### GIVEN REQUEST
Locate each line of the records that contains the string "support" and copy those lines out in full. Case counts, so uppercase and lowercase letters do not match each other.

### MATERIAL PROVIDED
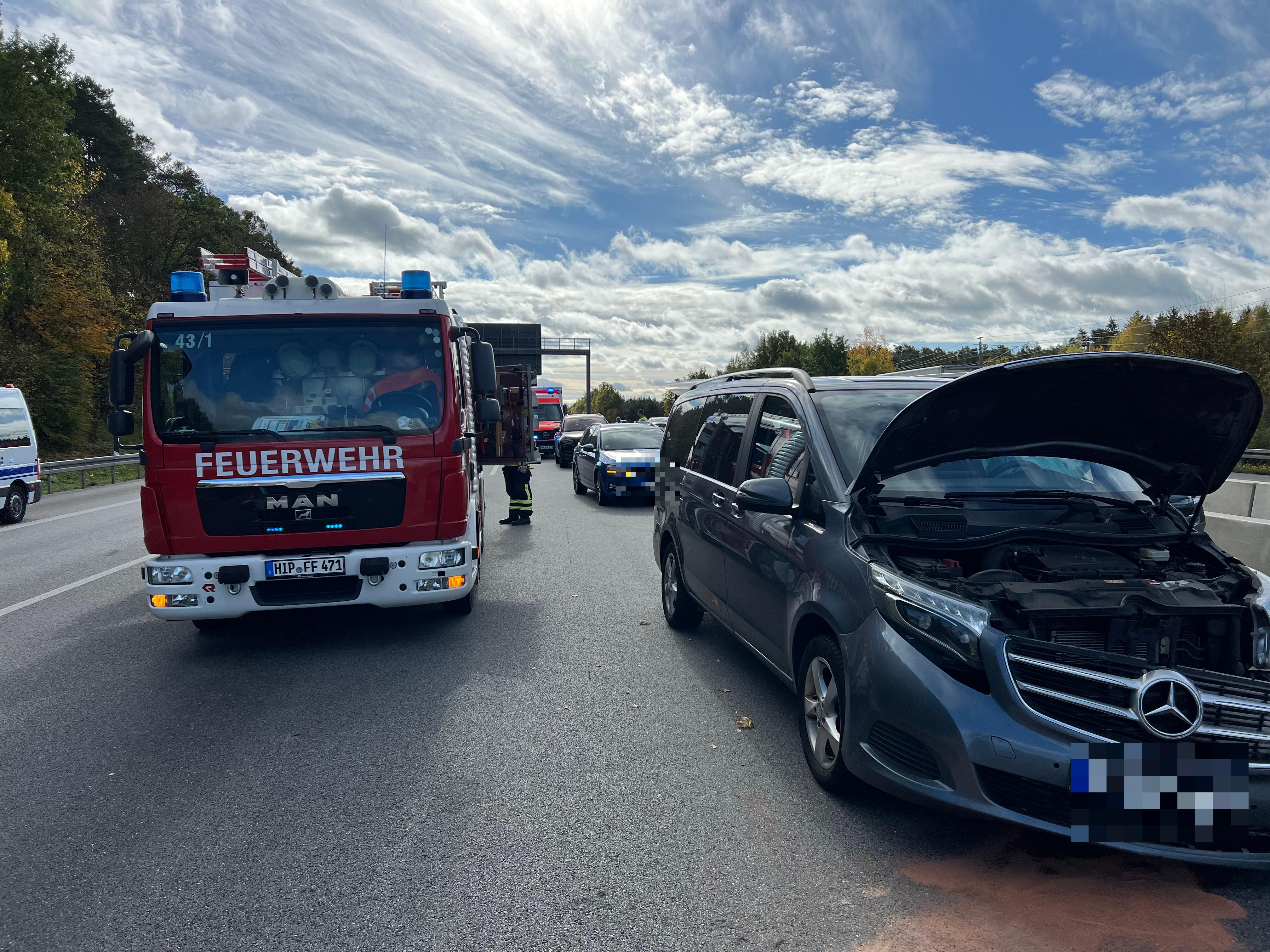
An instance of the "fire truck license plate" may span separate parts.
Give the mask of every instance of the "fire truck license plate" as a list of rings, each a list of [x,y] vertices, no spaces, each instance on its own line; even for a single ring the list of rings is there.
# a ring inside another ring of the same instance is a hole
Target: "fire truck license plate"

...

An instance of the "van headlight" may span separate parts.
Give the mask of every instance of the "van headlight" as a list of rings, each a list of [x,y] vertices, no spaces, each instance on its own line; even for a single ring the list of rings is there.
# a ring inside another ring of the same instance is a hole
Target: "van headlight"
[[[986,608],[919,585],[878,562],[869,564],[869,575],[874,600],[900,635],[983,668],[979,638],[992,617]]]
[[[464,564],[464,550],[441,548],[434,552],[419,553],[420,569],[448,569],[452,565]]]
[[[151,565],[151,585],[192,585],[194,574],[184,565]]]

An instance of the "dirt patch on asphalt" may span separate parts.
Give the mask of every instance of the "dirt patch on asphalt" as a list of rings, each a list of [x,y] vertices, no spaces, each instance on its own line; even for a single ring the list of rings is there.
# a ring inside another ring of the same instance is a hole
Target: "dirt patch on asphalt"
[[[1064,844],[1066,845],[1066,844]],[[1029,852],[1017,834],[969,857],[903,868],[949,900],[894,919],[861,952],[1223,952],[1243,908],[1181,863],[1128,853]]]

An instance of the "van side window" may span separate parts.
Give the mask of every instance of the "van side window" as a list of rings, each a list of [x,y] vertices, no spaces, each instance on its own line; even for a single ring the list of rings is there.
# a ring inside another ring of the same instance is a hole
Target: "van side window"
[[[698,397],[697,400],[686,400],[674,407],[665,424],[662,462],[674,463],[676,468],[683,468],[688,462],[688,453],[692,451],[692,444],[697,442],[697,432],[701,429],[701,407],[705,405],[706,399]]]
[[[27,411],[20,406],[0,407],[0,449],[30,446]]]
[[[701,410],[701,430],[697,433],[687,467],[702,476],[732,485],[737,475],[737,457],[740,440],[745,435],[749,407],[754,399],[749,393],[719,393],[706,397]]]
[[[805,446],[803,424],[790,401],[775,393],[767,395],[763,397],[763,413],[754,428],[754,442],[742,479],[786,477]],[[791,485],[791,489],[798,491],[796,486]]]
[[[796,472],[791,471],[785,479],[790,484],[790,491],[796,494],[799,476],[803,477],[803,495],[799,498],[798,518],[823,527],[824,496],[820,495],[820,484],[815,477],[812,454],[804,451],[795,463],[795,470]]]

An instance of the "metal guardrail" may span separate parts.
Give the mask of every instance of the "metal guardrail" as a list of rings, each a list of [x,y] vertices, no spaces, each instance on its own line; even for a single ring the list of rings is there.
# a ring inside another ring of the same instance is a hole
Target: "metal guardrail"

--

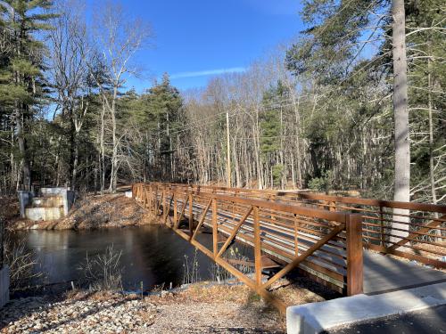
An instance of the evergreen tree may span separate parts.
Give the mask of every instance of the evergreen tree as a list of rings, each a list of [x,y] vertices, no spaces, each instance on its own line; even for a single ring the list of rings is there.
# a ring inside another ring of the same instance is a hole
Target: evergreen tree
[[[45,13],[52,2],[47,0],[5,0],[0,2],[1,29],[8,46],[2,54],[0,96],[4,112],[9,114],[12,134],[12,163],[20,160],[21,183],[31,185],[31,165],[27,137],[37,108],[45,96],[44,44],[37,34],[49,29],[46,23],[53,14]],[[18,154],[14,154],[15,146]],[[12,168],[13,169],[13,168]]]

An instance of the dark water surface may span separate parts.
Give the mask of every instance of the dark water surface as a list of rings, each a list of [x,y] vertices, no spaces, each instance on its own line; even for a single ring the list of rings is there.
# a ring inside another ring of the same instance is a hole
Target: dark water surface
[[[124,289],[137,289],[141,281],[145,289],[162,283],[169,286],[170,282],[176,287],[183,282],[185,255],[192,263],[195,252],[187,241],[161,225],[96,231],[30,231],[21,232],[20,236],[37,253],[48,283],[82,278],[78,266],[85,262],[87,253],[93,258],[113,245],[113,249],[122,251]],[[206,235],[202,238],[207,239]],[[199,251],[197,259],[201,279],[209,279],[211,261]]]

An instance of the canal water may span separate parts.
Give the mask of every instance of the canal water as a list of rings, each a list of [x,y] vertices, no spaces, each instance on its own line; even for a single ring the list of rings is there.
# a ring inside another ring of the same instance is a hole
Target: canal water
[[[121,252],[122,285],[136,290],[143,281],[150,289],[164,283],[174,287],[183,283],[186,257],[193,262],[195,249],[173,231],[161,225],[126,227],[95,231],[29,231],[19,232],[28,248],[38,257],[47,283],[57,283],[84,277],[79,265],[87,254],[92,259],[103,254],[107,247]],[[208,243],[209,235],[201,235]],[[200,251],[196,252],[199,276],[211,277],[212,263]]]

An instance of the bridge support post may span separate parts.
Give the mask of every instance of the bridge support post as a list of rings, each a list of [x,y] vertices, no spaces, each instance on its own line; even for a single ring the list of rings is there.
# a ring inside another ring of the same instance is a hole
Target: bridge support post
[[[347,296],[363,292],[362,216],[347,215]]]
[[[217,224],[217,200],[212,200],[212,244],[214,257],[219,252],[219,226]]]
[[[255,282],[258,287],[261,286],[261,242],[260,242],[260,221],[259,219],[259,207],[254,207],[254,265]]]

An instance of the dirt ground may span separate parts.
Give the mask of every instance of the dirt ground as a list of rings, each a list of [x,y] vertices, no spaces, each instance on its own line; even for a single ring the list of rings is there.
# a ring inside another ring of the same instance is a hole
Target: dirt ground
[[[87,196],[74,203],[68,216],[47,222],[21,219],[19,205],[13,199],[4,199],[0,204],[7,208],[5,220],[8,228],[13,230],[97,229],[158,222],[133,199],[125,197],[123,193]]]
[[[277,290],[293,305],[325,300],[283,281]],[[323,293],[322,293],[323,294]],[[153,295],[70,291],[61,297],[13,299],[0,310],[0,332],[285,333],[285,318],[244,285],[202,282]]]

### THE RESPONSE
An instance of the bridge support post may span separate parts.
Give the mask of every instance of the bridge support post as a list of rings, each a list of [x,y] vertices, no spaces, each instance on its own line; even for a single ring the list of rings is there.
Target: bridge support post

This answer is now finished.